Attorney, Agent or Firm: Groen; Eric J.
Claims
We claim:
1. An electrical connector having at least one pin positioned in an
insulated housing, said pin including a mating contact portion extending
from one side of said housing and a printed circuit board contact portion
extending from another side thereof said connector being characterized in
that:
said pin is stamped and formed to include an elongate hollow cylindrical
section forming said mating contact portion, said hollow section having an
elonqate seam formed by said forming, said hollow section further
comprising a cylindrical bead positioned within said cylindrical section
having the ability to melt to fill said axial seam.
2. The electrical connector of claim 1, characterized in that the
cylindrical bead has a melting temperature sufficiently low, to melt and
fill said axial seam during a wave soldering process, for connecting a
printed circuit board to said printed circuit board portions.
3. The electrical connector according to claim 1, characterized in that
said bead is formed of an extruded plastic material.
4. The electrical connector of claim 3, characterized in that the melting
temperature of said cylindrical bead is between the range of 220.degree.
C. to 225.degree. C.
5. An electrical connector having at least one pin positioned in an
insulated housing, said pin including a mating contact portion extending
from one side of said housing and a printed circuit board contact portion
extending from another side thereof, said connector being characterized in
that:
said pin is stamped and formed to include an elongate cylindrical pin
having a substantially closed seam forming said pin, said pin further
comprising a retention section positioned medially between said elongate
pin and said printed circuit contact portion, said retention section being
formed by a plurality of serrated peripheral teeth forming upwardly facing
retention surfaces, said pin being positioned in a complementary through
hole of a connector housing, said serrated teeth being substantially
encapsulated with said material forming said through hole.
6. The electrical connector of claim 5, characterized in that said material
around said through hole, has been melted to flow around said serrated
teeth.
7. The electrical connector according to claim 5, characterized in that
said serrated portion has an axial seam, wider at a lower portion thereof,
adjacent to said printed circuit board portion, allowing said serrated
portion to be radially contractible, to close said seam.
Description
BACKGROUND OF THE INVENTION
1. Field of the Invention
The subject invention relates to a stamped and formed pin having a solid
plastic material positioned within the formed pin, such that upon wave
soldering the pins to a printed circuit board, the internal plastic plug
liquifies to seal the seam forming the pin.
2. Descriotion of the Prior Art
Presently many pin headers which are wave soldered to print circuit boards
include solid screw machined pins positioned within insulating housings.
While these pins are in general an excellent electrical connection, the
solid pin can, in the instance of the application of wave soldering the
electrical connectors to printed circuit boards, detract from the quality
of the electrical connection. First, as the electrical connectors are wave
soldered to the board, the solid pins, typically a copper or brass alloy
in composition, act as heat sinks for quickly removing the heat from a
wave soldered connection, thereby cooling the solder joint too quickly,
thereby forming an ineffective electrical connection, sometimes referred
to as a "cold solder". Secondly, the heating of the solid pin can actually
have an end result of loosening the terminal in the corresponding through
hole of the tab header. In as much as the solid pins expand upon heating,
as caused by the wave soldering, and subsequently contract after cooling,
the expansion of the screw machined pins cause a compression of the
electrical tab housing plastic around the pin causing an enlargement of
the through hole, such that upon contraction of the pin upon cooling, the
pin is actually loosened within its associated through hole.

STORED DATA:
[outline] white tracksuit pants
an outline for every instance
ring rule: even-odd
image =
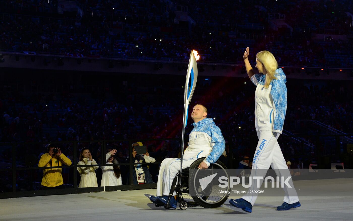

WHAT YOU SHOULD DO:
Update everything in the connector patent from "2. Descriotion of" down to "within insulating housings." by replacing "pin headers" with "pin connectors", and present that passage in full.

RESPONSE:
2. Descriotion of the Prior Art
Presently many pin connectors which are wave soldered to print circuit boards
include solid screw machined pins positioned within insulating housings.